(A series of entries)
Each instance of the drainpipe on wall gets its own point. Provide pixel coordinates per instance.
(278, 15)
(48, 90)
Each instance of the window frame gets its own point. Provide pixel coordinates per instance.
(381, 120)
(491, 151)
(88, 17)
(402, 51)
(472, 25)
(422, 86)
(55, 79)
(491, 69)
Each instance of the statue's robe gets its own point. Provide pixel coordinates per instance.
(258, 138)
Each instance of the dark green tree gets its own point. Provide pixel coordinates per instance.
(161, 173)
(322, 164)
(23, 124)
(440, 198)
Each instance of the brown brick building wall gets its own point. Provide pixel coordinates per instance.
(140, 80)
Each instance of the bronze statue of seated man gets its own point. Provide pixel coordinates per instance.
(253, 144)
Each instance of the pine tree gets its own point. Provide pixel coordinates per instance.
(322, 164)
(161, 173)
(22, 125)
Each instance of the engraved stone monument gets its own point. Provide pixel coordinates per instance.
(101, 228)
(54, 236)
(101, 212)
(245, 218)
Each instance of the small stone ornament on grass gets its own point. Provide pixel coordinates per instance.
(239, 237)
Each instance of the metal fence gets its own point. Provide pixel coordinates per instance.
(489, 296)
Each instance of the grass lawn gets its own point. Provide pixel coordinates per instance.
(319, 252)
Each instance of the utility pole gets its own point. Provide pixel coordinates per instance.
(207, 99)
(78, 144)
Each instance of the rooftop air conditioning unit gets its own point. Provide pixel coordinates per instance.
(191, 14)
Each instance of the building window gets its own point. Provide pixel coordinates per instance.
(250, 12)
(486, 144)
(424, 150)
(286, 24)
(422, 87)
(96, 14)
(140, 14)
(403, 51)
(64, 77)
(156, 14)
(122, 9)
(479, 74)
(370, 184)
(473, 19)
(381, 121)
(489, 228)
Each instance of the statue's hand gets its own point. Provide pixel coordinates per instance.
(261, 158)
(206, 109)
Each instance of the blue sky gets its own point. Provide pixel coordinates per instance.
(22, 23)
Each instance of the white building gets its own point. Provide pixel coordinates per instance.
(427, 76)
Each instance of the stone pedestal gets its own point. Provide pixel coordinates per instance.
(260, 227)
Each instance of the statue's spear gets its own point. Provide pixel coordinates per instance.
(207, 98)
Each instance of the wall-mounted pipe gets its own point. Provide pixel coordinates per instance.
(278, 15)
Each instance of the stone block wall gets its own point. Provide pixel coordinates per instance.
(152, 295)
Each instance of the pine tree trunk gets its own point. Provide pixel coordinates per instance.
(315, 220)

> **WRITTEN TASK**: Reproduce every entry above verbatim, keeping each coordinate pair on its own line and in its original order.

> **RESPONSE**:
Each instance of the drainpipe on wall gets its own point. Provide pixel coordinates per instance.
(278, 15)
(48, 90)
Each instance of the window frame gets its own point. Provide pixel coordinates per instance.
(381, 120)
(491, 151)
(88, 17)
(402, 51)
(472, 25)
(422, 86)
(55, 79)
(491, 69)
Each instance of the statue's robe gets its own point. Provide pixel coordinates per instance.
(258, 138)
Each instance of the dark green tree gets its own point. Provide pixel coordinates per instance.
(161, 173)
(322, 164)
(23, 124)
(440, 198)
Each instance of the brown brick building wall gets its own point. Provide pixel coordinates per instance.
(140, 80)
Each instance of the bronze statue of seated man gets its own point. Provide pixel coordinates per instance.
(253, 144)
Each instance of the pine tree gets its own point. Provide pixel coordinates per instance.
(322, 164)
(161, 173)
(22, 125)
Each instance of the engraved stone monument gets its own point. Provide pixel coordinates per instance.
(101, 228)
(54, 236)
(101, 212)
(245, 218)
Each instance of the small stone ornament on grass gets its own point. Provide pixel coordinates per instance.
(239, 237)
Each instance of the metal fence gets its own point. Provide pixel coordinates per instance.
(489, 296)
Each instance of the grass lawn gets its own point. Provide pixel coordinates per instance.
(319, 252)
Each instance of the utility pole gets its own point. Provide pixel coordinates per instance.
(207, 99)
(78, 144)
Each instance of the rooftop air conditioning unit gets its own point. Provide pixel coordinates per instance.
(191, 14)
Each instance of the building window gets its own point. Provide pixel coordinates per instance.
(250, 12)
(486, 144)
(424, 150)
(286, 24)
(422, 87)
(96, 14)
(140, 14)
(403, 51)
(64, 77)
(156, 14)
(122, 9)
(479, 74)
(370, 184)
(473, 19)
(381, 121)
(489, 228)
Each instance of the statue's hand gets its own point. Provide pixel coordinates per instance.
(261, 158)
(206, 109)
Each instance of the blue sky gets its own point. Provide pixel coordinates per instance.
(22, 23)
Each instance of the white building gets its own point. Provide pixel coordinates per instance.
(427, 76)
Each instance of the stone pedestal gets its own point. Provide pixel coordinates per instance.
(260, 227)
Each instance of the statue's spear gets its own point. Provide pixel coordinates per instance.
(207, 98)
Each instance of the wall-mounted pipe gets its own point. Provide pixel coordinates per instance.
(278, 15)
Each instance of the stone block wall gets its own point. Provide pixel coordinates per instance.
(152, 295)
Each instance of the pine tree trunk gets its own point. Provide pixel coordinates per instance.
(315, 220)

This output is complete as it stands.